__EXERCISE DIRECTIONS__: Only an exact repetition of the lines from the one that holds "I'm looking for the tree" to the end of the records is wanted.

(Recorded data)
-----
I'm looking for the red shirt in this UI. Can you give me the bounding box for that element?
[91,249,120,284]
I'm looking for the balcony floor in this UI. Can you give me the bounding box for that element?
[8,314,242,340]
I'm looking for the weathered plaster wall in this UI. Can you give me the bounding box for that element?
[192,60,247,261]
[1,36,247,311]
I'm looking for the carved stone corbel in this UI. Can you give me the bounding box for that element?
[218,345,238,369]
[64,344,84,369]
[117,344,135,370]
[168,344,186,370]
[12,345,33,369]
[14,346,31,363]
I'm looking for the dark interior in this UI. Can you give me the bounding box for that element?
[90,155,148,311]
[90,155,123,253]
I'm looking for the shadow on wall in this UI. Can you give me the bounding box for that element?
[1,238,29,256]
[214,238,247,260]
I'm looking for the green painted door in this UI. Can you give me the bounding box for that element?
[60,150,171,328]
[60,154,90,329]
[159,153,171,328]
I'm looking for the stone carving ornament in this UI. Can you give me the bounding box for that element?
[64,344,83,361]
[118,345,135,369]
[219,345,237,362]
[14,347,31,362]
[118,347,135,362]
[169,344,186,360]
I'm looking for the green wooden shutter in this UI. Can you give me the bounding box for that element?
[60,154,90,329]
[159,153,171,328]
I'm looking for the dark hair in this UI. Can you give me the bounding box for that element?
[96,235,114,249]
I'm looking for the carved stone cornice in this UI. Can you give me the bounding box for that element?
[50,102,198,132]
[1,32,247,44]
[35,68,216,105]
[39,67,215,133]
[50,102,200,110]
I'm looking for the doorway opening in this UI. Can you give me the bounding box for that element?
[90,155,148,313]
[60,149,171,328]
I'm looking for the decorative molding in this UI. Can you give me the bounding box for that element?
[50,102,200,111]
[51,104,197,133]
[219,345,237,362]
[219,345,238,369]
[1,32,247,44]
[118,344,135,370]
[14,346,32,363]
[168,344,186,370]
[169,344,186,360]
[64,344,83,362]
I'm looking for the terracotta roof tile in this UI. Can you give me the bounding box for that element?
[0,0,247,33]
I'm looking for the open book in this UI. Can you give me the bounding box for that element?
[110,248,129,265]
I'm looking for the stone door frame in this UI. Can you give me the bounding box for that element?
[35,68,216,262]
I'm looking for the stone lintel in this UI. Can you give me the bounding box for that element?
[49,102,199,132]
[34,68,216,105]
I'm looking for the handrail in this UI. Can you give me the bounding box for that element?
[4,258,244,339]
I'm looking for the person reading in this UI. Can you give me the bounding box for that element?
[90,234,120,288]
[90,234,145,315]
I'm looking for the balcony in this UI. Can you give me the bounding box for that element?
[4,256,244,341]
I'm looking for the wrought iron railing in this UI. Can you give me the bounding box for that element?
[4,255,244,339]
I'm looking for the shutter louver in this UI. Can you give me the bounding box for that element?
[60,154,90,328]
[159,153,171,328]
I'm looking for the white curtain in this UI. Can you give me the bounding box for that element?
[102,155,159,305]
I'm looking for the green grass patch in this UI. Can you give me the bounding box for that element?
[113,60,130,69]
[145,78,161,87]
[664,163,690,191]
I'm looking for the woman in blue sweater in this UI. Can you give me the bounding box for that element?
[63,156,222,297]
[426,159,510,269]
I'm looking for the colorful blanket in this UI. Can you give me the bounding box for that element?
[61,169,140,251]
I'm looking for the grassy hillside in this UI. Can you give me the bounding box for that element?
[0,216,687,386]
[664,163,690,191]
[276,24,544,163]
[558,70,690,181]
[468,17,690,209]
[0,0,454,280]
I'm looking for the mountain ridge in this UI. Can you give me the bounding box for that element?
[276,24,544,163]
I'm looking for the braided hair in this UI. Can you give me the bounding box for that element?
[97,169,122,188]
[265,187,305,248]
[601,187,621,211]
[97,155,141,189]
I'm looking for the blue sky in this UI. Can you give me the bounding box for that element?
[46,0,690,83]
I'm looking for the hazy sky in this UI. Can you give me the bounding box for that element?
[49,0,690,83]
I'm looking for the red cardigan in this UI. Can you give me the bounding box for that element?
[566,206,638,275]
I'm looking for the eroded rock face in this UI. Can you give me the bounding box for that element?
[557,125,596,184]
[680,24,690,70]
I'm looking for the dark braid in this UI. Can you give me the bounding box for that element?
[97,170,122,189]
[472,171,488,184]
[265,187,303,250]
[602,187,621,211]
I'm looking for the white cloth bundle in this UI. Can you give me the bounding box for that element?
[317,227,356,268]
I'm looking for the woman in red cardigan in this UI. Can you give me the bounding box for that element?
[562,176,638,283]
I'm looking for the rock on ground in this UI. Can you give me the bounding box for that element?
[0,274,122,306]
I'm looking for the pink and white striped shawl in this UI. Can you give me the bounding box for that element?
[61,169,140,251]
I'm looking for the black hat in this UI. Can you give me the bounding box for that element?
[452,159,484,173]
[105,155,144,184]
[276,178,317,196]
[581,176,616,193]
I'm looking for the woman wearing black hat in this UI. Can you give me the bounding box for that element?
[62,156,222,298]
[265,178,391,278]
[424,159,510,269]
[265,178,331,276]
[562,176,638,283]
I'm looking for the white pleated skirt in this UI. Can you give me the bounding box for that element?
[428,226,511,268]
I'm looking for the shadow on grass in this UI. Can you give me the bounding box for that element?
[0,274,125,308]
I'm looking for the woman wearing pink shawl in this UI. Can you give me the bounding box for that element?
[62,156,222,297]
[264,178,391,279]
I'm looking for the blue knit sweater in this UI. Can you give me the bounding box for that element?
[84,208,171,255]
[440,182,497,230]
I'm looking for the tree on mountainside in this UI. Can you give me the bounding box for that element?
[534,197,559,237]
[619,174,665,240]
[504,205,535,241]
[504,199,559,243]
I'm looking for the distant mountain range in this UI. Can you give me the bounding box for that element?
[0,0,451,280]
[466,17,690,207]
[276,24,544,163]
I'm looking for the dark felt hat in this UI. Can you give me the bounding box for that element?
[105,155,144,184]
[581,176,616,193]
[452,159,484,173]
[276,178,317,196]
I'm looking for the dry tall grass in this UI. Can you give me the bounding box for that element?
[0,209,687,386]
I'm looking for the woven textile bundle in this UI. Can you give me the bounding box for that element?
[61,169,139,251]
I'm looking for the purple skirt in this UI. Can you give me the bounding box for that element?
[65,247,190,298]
-----
__OUTPUT OF THE EXERCISE__:
I'm looking for the tree on mountainside in this UI. Can you give me the bounding box for that element?
[534,197,559,237]
[619,174,665,240]
[504,205,535,241]
[504,199,559,243]
I'm looking for the distant mountain range in this UI. Can you give me the bounding box for that element?
[0,0,451,280]
[466,17,690,207]
[276,24,544,163]
I'm looking for the dark felt hat in this UI. Can you give me the bounding box for that element?
[105,155,144,184]
[581,176,616,193]
[452,159,484,173]
[276,178,317,196]
I'm looking for the dry tall grass in this UI. Can you give me the bounding box for that element?
[0,209,687,386]
I'm looking for the woven textile bundle in this UI. Can you give me the bounding box for that element?
[61,169,139,251]
I'm looking for the purple skirt in this UI. Can you give me the bounding box for that element?
[65,247,190,298]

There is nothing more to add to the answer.